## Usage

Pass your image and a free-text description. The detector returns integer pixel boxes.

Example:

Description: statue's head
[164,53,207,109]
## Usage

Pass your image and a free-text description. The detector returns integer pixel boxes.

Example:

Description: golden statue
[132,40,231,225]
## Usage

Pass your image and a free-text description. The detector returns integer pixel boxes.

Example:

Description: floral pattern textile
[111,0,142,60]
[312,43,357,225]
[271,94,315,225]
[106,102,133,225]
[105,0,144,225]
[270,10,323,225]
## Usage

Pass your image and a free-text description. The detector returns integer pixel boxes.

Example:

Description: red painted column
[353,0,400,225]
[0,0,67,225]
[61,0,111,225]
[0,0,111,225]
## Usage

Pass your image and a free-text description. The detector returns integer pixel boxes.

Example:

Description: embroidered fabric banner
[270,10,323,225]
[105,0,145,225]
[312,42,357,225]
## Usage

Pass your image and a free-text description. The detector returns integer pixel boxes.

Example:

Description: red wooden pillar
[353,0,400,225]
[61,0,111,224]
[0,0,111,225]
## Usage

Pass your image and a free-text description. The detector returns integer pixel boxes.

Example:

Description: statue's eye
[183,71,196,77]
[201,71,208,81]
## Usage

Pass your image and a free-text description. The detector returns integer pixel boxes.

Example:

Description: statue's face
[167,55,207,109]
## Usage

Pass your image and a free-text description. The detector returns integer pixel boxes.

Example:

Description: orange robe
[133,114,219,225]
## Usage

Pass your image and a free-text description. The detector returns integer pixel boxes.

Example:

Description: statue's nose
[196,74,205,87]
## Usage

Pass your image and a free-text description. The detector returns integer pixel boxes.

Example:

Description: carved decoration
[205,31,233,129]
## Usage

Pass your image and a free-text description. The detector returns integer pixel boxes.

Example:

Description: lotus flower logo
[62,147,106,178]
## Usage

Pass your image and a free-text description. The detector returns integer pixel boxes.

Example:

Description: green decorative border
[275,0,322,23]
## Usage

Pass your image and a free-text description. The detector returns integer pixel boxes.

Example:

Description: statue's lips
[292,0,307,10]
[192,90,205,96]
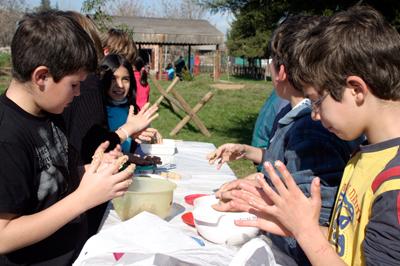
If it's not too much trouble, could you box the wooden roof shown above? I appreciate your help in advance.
[112,16,224,45]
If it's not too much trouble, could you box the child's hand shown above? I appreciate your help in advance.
[232,161,321,237]
[75,144,135,209]
[207,143,245,169]
[122,103,158,136]
[213,173,264,212]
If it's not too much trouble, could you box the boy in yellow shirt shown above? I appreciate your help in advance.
[229,6,400,266]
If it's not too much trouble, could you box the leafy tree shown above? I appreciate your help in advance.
[81,0,112,32]
[198,0,400,59]
[35,0,52,12]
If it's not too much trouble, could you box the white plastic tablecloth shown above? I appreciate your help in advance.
[74,141,242,265]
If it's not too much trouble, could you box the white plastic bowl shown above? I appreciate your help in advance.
[193,196,259,246]
[140,139,177,165]
[112,177,176,221]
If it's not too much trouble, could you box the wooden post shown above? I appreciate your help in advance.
[169,90,214,137]
[158,44,164,79]
[188,45,192,72]
[214,44,221,81]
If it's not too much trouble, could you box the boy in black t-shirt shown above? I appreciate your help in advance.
[0,11,134,265]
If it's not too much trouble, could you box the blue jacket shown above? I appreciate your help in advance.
[263,99,361,264]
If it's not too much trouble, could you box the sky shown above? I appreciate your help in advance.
[26,0,232,35]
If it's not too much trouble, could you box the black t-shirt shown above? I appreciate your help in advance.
[0,95,87,265]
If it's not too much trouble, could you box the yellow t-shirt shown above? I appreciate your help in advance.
[329,138,400,265]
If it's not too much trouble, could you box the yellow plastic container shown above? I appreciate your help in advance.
[112,177,176,221]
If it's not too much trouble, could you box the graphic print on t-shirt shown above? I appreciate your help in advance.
[35,123,68,207]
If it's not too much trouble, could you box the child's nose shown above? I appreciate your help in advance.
[311,110,321,121]
[73,84,81,97]
[117,79,123,88]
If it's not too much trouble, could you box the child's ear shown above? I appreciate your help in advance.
[103,47,110,55]
[346,76,369,104]
[278,65,286,81]
[32,66,49,88]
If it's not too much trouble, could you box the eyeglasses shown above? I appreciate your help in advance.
[310,93,329,113]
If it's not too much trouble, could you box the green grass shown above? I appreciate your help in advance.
[150,74,272,177]
[0,68,272,177]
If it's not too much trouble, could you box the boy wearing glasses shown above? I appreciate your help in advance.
[209,16,358,265]
[231,6,400,265]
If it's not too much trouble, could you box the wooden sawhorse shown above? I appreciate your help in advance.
[151,76,214,137]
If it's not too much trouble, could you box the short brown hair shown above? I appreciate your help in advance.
[11,11,97,82]
[295,6,400,101]
[60,10,104,61]
[270,15,326,91]
[102,29,137,65]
____
## [The exercise]
Return every one of the entries above word for word, omitting the pictures.

## [Written solution]
## Usage

Pass your image and a free-text description. The detector returns integer pixel boxes.

Example:

Description: statue's head
[164,53,207,109]
## Usage

Pass your image and a free-text description. The detector returns integer pixel boxes.

Example:

Description: golden statue
[132,40,231,225]
## Usage

Pass your image and a free-text description. The detector returns integer pixel boxes.

Example:

Description: floral pattern textile
[111,0,142,60]
[312,43,357,225]
[271,94,315,225]
[106,102,133,225]
[105,0,144,225]
[270,10,323,225]
## Usage

Pass your image and a free-text description. The detector returns integer pixel boxes.

Example:

Description: red painted column
[353,0,400,225]
[0,0,67,225]
[61,0,111,225]
[0,0,111,225]
## Usage

Pass your image and a free-text description. The detector returns integer pixel boxes.

Example:

Description: embroidered fabric banner
[270,10,323,225]
[105,0,145,225]
[312,42,357,225]
## Usage

Pass your image and a free-text description. The detector returns integer pixel boxes.

Example:

Description: red wooden pillar
[353,0,400,225]
[61,0,111,224]
[0,0,111,225]
## Usage

Pass your image and a free-text description. The detector returns integer pixel boxes.

Example:

Description: statue's eye
[183,71,196,77]
[201,71,208,81]
## Usage

Pass your image and a free-text description. The detector returns integer pixel boxes.

Example:

Description: statue's face
[167,55,207,109]
## Usage

Pass your image and a free-text description. The detector returns integer pixel boxes.

Example:

Description: orange robe
[133,114,219,225]
## Usage

Pass your image and a free-text description. The detector returns integer pixel boxes.

Example:

Description: statue's nose
[196,74,205,87]
## Usage

Pass your image and a free-text description. The detector returns integer pixel boxes.

Example:

Description: carved decoration
[205,31,233,129]
## Usage

Pass your image and a free-text description. The detector returns integer pixel boxes.

Example:

Description: lotus flower logo
[62,147,106,178]
## Usage

Pass your image and a free-text description. The detector returns integer pixel boxes.

Example:

Description: green decorative border
[275,0,322,23]
## Usage

Pass your image and a free-text description. The detector returns integer pixel boxes.

Example:

Description: statue's lips
[292,0,307,10]
[192,90,205,96]
If it's not too much trouble, could you box the wooden roof shown above? I appreciate your help in advance.
[112,16,224,45]
If it's not too much trouble, could you box the child's hand shown above? I appreciate your help in advance.
[232,161,321,237]
[75,144,135,209]
[207,143,245,169]
[122,103,158,136]
[213,173,264,212]
If it's not too much trouble, could you box the boy in yellow shirt shown above? I appreciate your help in advance.
[229,6,400,266]
If it's not too much trouble, could you box the leafy tree shown above? I appreciate your help in advance.
[81,0,112,32]
[198,0,400,59]
[35,0,52,12]
If it's not too much trouble, could you box the white plastic tablecloth shown above? I appreciate your help in advance.
[74,141,242,265]
If it's not too much trouble, could you box the white plastic bowl shown above? I appreciate your help in advance.
[193,196,259,246]
[140,139,177,165]
[112,177,176,221]
If it's not too much trouble, could you box the wooden post shown above? I appreciate your help in advance.
[169,90,214,137]
[158,44,164,79]
[188,45,192,72]
[214,44,221,81]
If it's not too much trouble, could you box the boy in black t-shirt shown above? I appreciate your help in advance.
[0,11,134,265]
If it's not too much trouble, could you box the blue jacket shown above? I appreciate your help in advance.
[263,99,361,264]
If it's not too much trouble, could you box the sky shown above? I appreciate your help in advance.
[26,0,232,35]
If it's not too much trouble, could you box the black t-shirt shown above? I appreciate your help in advance.
[0,95,87,265]
If it's not too much trouble, could you box the yellow t-shirt shown above? I appreciate your help in advance.
[329,138,400,265]
If it's not too much trouble, could you box the yellow plastic container shown above? I appreciate your help in advance.
[112,177,176,221]
If it's not too much trouble, could you box the graphic print on t-shirt shown above? I appreciate your help in advance.
[35,123,68,207]
If it's not too much trouble, could you box the child's nose shown above? I appreciate your help in advance.
[311,110,321,121]
[73,84,81,97]
[117,79,123,88]
If it's not too much trouble, could you box the child's ear shown above? I appreciate your help in advance.
[103,47,110,55]
[346,76,369,104]
[278,65,286,81]
[32,66,49,88]
If it's not too much trouble, could you box the eyeglasses shown above? I appreciate your help in advance.
[310,93,329,113]
If it's not too much trouble, could you box the green grass shown above? I appreciate your help in advance.
[150,74,272,177]
[0,68,272,177]
If it's not too much trouble, could you box the boy wearing glasses shown above? I appreciate your help in advance.
[209,16,358,265]
[231,6,400,265]
If it's not too much trouble, could you box the wooden sawhorse shown above? I appreciate your help in advance.
[151,76,214,137]
If it's not too much trouble, could you box the short brown hair shown above? I appreciate your help in advance.
[11,11,97,82]
[295,6,400,101]
[60,10,104,61]
[270,15,326,91]
[102,29,137,65]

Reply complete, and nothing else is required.